** Start of TEXT TO READ **

Re: table toRetractStream missing last record and adding extra column (True)

Amazing all issues resolved in one go thanks Cheng , one issue though I can't write map.(_._2) to CSV looks like it doesn't support right now have to be TextFile.

below is a full code if someone wants in Scala.

Git Code is here:-

https://github.com/kali786516/FlinkStreamAndSql

package com.aws.examples.kinesis.consumer.transactionExampleScala

import java.util.Properties
import com.amazonaws.auth.DefaultAWSCredentialsProviderChain
import com.aws.examples.kinesis.consumer.TransactionExample.TransactionJsonClass
import com.google.gson.Gson
import org.apache.flink.api.common.functions.MapFunction
import org.apache.flink.api.common.serialization.SimpleStringSchema
import org.apache.flink.types.Row
import org.apache.flink.streaming.api.scala.{DataStream, StreamExecutionEnvironment}
import org.apache.flink.table.api.scala.StreamTableEnvironment
import org.apache.flink.streaming.connectors.kinesis.FlinkKinesisConsumer
import org.apache.flink.streaming.connectors.kinesis.config.{AWSConfigConstants, ConsumerConfigConstants}
import org.apache.flink.api.scala._
import org.apache.flink.table.api.scala._
import java.sql.{DriverManager, Time}
import org.apache.flink.api.common.typeinfo.TypeInformation
import org.apache.flink.core.fs.{FileSystem, Path}

object TransactionScalaTest {

  /*
  extends RetractStreamTableSink[Row]
  override def configure(strings: Array[String], typeInformations: Array[TypeInformation[_]]): TableSink[tuple.Tuple2[lang.Boolean, Row]] = ???

** End of TEXT TO READ **
** Start of INFORMATION PROVIDED **

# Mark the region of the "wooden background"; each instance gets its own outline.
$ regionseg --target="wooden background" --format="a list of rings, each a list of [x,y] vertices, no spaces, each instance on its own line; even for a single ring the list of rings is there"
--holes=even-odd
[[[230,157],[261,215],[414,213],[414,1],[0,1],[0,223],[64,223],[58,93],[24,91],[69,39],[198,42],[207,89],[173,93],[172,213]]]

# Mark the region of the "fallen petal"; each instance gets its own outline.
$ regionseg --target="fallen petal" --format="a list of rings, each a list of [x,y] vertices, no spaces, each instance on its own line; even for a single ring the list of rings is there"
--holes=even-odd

** End of INFORMATION PROVIDED **

• [WHAT THIS EXERCISE ASKS]
1) In the forum post, what file format does the writer say map.(_._2) cannot be written to?
2) Please transcribe the stretch of the forum post from "Re: table toRetractStream" through "to be TextFile.".

• [ANSWERS IN ORDER]
1) CSV; it has to be written as a TextFile instead.

2)
Re: table toRetractStream missing last record and adding extra column (True)

Amazing all issues resolved in one go thanks Cheng , one issue though I can't write map.(_._2) to CSV looks like it doesn't support right now have to be TextFile.